> Provided information
------------------------------------
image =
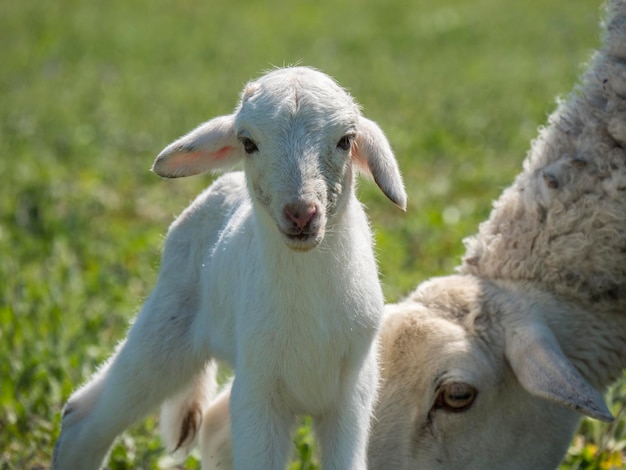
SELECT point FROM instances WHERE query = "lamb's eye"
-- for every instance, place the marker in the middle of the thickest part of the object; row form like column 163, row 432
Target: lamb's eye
column 345, row 143
column 248, row 145
column 455, row 397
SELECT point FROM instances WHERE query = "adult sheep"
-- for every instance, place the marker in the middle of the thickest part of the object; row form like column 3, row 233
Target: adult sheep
column 493, row 367
column 270, row 269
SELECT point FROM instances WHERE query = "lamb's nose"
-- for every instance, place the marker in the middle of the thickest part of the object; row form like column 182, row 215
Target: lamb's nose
column 300, row 213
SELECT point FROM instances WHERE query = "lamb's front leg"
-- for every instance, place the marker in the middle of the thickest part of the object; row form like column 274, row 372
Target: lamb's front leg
column 154, row 362
column 261, row 426
column 343, row 431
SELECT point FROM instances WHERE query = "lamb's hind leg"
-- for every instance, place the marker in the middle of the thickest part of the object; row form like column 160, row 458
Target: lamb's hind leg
column 156, row 361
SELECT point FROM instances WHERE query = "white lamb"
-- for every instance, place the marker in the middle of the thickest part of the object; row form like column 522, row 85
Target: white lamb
column 493, row 368
column 270, row 269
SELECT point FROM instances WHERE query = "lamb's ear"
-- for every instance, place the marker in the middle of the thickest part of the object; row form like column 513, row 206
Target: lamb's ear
column 543, row 369
column 373, row 154
column 212, row 146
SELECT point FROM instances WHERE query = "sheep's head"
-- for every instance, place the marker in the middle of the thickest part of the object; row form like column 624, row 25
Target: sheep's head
column 299, row 135
column 472, row 379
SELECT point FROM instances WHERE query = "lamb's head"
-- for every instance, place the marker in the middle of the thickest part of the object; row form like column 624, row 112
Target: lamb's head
column 471, row 379
column 299, row 135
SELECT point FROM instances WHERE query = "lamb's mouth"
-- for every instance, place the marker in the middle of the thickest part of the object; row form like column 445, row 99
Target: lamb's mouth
column 302, row 241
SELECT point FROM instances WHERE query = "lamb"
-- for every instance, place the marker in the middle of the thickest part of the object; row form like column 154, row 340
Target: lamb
column 494, row 366
column 270, row 269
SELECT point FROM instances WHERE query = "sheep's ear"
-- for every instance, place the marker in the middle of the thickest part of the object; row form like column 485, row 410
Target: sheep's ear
column 373, row 154
column 543, row 369
column 212, row 146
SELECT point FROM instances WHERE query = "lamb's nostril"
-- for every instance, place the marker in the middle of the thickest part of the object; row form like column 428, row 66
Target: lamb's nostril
column 300, row 213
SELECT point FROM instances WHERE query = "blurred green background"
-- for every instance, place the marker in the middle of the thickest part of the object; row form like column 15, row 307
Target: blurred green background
column 90, row 92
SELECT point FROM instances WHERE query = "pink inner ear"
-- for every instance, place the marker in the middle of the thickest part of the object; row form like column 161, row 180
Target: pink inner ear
column 356, row 156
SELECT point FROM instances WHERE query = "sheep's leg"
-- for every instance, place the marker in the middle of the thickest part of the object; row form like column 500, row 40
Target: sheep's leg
column 261, row 427
column 154, row 363
column 342, row 432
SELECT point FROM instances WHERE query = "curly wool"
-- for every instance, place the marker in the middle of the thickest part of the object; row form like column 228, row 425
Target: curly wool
column 562, row 224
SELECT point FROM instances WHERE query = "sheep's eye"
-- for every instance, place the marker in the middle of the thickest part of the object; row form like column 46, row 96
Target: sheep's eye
column 345, row 143
column 455, row 397
column 248, row 145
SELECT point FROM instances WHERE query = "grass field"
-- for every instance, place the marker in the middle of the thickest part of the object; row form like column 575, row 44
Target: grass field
column 90, row 92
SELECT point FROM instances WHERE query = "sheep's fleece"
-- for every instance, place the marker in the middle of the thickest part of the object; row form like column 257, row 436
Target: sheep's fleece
column 492, row 368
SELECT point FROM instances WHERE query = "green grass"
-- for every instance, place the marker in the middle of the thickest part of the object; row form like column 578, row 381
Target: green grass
column 91, row 91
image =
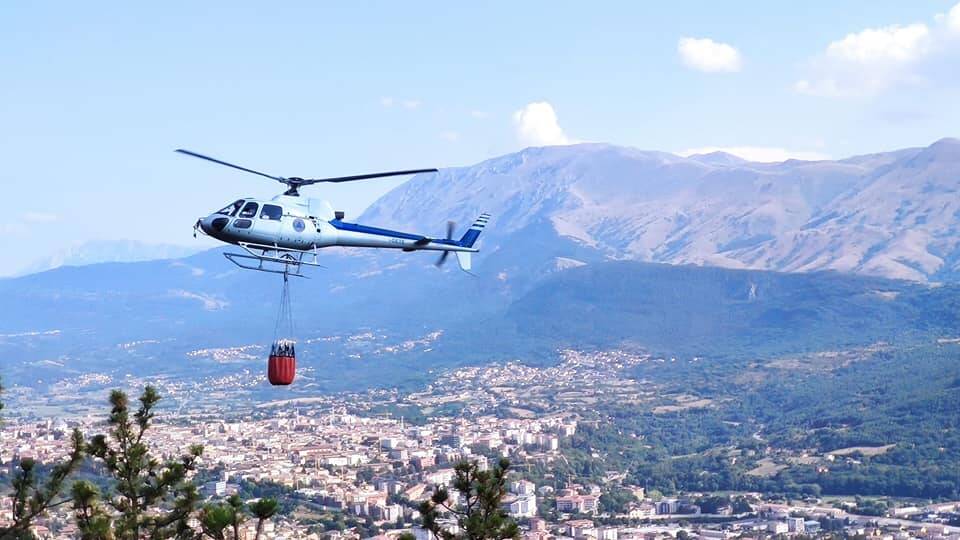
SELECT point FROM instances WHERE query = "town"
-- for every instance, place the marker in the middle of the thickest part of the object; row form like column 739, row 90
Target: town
column 359, row 472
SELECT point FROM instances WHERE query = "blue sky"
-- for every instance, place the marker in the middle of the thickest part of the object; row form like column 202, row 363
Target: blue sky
column 95, row 96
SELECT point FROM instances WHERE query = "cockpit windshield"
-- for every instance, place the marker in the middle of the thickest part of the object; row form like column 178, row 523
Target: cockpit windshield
column 232, row 209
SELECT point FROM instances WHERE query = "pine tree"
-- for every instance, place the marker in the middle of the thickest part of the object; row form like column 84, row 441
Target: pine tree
column 150, row 499
column 263, row 510
column 480, row 517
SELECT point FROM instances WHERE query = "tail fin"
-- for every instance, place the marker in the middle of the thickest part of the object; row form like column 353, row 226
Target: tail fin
column 470, row 237
column 464, row 260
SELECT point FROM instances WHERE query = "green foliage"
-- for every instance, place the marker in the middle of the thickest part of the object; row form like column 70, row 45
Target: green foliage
column 480, row 517
column 141, row 482
column 92, row 519
column 263, row 510
column 902, row 396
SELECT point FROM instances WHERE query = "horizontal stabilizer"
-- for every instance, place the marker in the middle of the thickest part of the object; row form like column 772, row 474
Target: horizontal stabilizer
column 470, row 237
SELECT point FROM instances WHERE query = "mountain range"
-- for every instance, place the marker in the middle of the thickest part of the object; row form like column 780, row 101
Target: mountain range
column 591, row 245
column 99, row 251
column 892, row 214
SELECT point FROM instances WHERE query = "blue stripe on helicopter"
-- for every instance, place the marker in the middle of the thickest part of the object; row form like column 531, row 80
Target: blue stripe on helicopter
column 354, row 227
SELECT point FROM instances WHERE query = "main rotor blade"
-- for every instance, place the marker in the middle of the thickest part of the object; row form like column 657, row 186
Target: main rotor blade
column 308, row 181
column 208, row 158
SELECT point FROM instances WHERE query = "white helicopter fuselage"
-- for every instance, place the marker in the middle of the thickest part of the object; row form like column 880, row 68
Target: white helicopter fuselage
column 289, row 223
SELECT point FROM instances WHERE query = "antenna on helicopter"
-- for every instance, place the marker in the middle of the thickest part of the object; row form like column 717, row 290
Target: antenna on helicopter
column 294, row 183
------------------------------------
Give a verbatim transcription of the entries, leaving out the pictures.

> Answer for the task
image =
SELECT point FROM instances WHERE query = "lamb's eye"
-- for every instance, place the marker in the middle of the thickest part of the object; row form like column 163, row 432
Target: lamb's eye
column 345, row 143
column 248, row 145
column 455, row 397
SELECT point FROM instances WHERE query = "adult sheep"
-- for every instance, place the marker in the middle of the thickest part of the object; row form like column 3, row 233
Target: adult sheep
column 493, row 367
column 270, row 269
SELECT point FROM instances WHERE query = "lamb's nose"
-- for every instance, place the marker in the middle of the thickest part of the object; row form like column 182, row 215
Target: lamb's nose
column 300, row 213
SELECT point FROM instances WHERE query = "lamb's front leg"
-- for every instance, place the marker in the middle of the thickest part of the object; row form like column 274, row 372
Target: lamb's front leg
column 154, row 362
column 261, row 426
column 343, row 431
SELECT point FROM instances WHERE query = "lamb's hind leg"
-- for every instance, place the marker in the middle of the thickest part of the object; row form like column 160, row 458
Target: lamb's hind leg
column 156, row 361
SELECT point FROM instances WHERE query = "white lamb"
-- for every instance, place the marker in the middle of the thickest part of the object; row form like column 522, row 85
Target: white lamb
column 493, row 368
column 270, row 269
SELECT point FROM instances WHERE query = "lamb's ear"
-- for every instance, place the marker in the middle of the thickest part of the object; row form like column 513, row 206
Target: lamb's ear
column 543, row 369
column 373, row 154
column 212, row 146
SELECT point FROM instances WHERE query = "sheep's head"
-- for every instance, place the marker in the middle of the thickest part of the object; row form like column 624, row 25
Target: sheep's head
column 299, row 135
column 472, row 379
SELECT point FROM instances WHERE query = "lamb's head"
-- for every instance, place the marker in the middle of the thickest part of the object; row form like column 624, row 112
Target: lamb's head
column 471, row 379
column 299, row 135
SELECT point FROM instances WHERE query = "lamb's mouth"
-- for every instance, place the marker in the middle of the thickest part of the object; row form like column 445, row 99
Target: lamb's mouth
column 302, row 241
SELECT point FROM instances WHERE query = "lamb"
-- for every instance, place the marker in the middle of the thickest part of the object; row form like column 154, row 340
Target: lamb
column 494, row 366
column 270, row 269
SELECT point FROM instances WHERE query = "sheep's ear"
-- for every instance, place the marker in the middle of the thickest part of the object; row form like column 485, row 410
Target: sheep's ear
column 373, row 154
column 543, row 369
column 212, row 146
SELECT point FROM instances WHERE query = "lamb's nostril"
-- for every instance, place the marker in the middle of the thickest part of the object; row form like column 428, row 66
Target: lamb's nostril
column 300, row 213
SELECT point FROM instances WHERE query = "blurred green background"
-- for every instance, place the marker in the middle of the thickest part of the object; row form like column 15, row 307
Target: blurred green background
column 90, row 92
SELECT point FROM instances WHERE query = "pink inner ear"
-- for every instance, place the marker in the middle of the thickest part of the object; row form like column 161, row 180
Target: pink inner ear
column 356, row 156
SELECT point FROM instances WHERE query = "sheep's leg"
-- for every instance, place the marker in the middle of the thickest part of the object; row form like column 500, row 40
Target: sheep's leg
column 261, row 427
column 154, row 363
column 342, row 432
SELECT point FROM instances WHERE query = "curly wool"
-- for every instance, place the marker in the middle of the thickest part of the object; row form like column 228, row 425
Target: curly wool
column 562, row 224
SELECT point FROM instances WHERE query = "sheep's eye"
-- for every instance, place the marker in the middle of the thickest part of the object; row form like column 46, row 96
Target: sheep's eye
column 345, row 143
column 455, row 397
column 248, row 145
SELECT point FROM instances WHERE query = "grass field"
-- for every instance, place the marker in the middle of the thickest part of the object; row form like column 575, row 44
Target: grass field
column 90, row 92
SELECT point FROM instances WHERE query = "sheep's fleece"
-- for every instance, place the marker in the middle of the thickest part of the object; row form like column 257, row 436
Target: sheep's fleece
column 492, row 368
SELECT point FROM instances WHERE query = "green grass"
-- for every instance, place the marker in the middle of the thickest part of the object; row form like column 578, row 381
Target: green grass
column 91, row 91
image =
SELECT point FROM instances WHERE query = "town"
-- for every instance, place the marker in the middle of the thickest part of the object; row form like column 739, row 90
Target: town
column 359, row 472
SELECT point FROM instances WHERE query = "blue sky"
-- for every instance, place the marker in the middle of the thickest part of the object; row form like column 202, row 363
Target: blue sky
column 95, row 96
SELECT point FROM instances WHERE query = "cockpit windshield"
-- for every instance, place the marker in the middle of the thickest part of the object; row form like column 178, row 523
Target: cockpit windshield
column 232, row 209
SELECT point FROM instances WHERE query = "pine tree"
-- for every instance, place the marker in the middle of the thickest part of the object; row form like column 84, row 441
Target: pine tree
column 150, row 499
column 263, row 510
column 480, row 517
SELECT point FROM instances WHERE query = "tail fin"
-- for every instance, place the marker in the middle of the thickest part of the object; row form like column 353, row 226
Target: tail fin
column 470, row 237
column 464, row 260
SELECT point FROM instances WHERE query = "green foliage"
-- for every instance, place the marker in the middle of the thickest part of the object; row form like column 70, row 45
Target: green foliage
column 480, row 517
column 141, row 482
column 92, row 519
column 263, row 510
column 902, row 396
SELECT point FROM instances WHERE query = "horizontal stabilizer"
-- for every instance, place the marker in the middle of the thickest part of the object; row form like column 772, row 474
Target: horizontal stabilizer
column 470, row 237
SELECT point FROM instances WHERE query = "mountain range"
-- for every instance, place the marker in the middle of the thickest part of the object; row form like column 780, row 101
Target: mountain range
column 591, row 245
column 99, row 251
column 892, row 214
SELECT point FROM instances WHERE query = "blue stripe on helicopter"
-- for every instance, place the marker in the middle of the thickest part of the object; row form like column 531, row 80
Target: blue stripe on helicopter
column 354, row 227
SELECT point FROM instances WHERE query = "main rotor blade"
-- for every instance, place the marker in the middle of the thickest part of the object; row form like column 657, row 186
Target: main rotor blade
column 308, row 181
column 208, row 158
SELECT point FROM instances WHERE query = "white helicopter fuselage"
-- for every instance, place the marker in the middle of the thickest part of the object; row form like column 880, row 68
Target: white helicopter fuselage
column 289, row 223
SELECT point FROM instances WHERE query = "antenna on helicopter"
-- for every instance, place the marker in the middle of the thickest part of the object; row form like column 717, row 290
Target: antenna on helicopter
column 294, row 183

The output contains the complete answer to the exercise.